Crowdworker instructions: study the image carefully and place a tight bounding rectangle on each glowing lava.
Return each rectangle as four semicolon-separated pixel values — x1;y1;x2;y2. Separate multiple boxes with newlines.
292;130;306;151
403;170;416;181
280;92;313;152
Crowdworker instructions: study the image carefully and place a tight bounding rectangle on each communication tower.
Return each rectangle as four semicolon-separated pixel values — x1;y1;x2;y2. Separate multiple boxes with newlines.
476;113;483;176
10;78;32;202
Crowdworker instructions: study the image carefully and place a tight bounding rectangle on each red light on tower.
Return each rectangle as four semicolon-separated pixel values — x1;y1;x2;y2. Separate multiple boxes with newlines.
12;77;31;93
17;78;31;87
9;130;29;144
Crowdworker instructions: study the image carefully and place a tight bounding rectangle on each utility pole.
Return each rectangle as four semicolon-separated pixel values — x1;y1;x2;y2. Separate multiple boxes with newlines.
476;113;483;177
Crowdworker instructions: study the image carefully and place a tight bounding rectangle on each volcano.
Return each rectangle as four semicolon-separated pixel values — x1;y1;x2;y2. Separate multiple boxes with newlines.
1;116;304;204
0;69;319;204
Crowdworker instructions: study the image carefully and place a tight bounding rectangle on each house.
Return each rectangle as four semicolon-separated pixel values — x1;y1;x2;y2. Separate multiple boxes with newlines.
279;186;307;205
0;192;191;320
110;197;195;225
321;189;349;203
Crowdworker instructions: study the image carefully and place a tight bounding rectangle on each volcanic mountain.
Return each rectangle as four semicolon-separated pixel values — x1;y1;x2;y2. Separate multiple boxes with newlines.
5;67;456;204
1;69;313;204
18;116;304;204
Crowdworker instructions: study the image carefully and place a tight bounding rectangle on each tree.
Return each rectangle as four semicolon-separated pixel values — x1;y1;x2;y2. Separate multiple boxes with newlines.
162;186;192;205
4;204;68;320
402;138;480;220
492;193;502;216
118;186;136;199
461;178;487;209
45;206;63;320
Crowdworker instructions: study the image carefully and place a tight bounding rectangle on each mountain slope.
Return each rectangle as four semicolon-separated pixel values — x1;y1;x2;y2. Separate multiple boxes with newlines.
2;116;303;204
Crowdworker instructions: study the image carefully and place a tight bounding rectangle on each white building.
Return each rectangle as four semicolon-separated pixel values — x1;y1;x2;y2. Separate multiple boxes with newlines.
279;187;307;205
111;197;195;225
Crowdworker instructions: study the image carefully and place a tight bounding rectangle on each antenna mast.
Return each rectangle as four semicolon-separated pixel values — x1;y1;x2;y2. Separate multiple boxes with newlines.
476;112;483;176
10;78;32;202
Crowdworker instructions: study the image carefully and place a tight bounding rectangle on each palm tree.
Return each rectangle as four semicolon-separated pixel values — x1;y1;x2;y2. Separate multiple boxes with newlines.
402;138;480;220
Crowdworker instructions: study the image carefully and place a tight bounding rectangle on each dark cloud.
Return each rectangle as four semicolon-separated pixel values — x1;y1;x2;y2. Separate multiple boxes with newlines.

▶ Activity
The result should be every line of the material that contains the word "mountain", so copy those lines.

▶ Answer below
Crowdworker instructions: study the image carefully and place a tight bounding rectangle on each volcanic mountain.
Crowdworker instructions: study the image carefully and place a tight bounding rectangle on each mountain slope.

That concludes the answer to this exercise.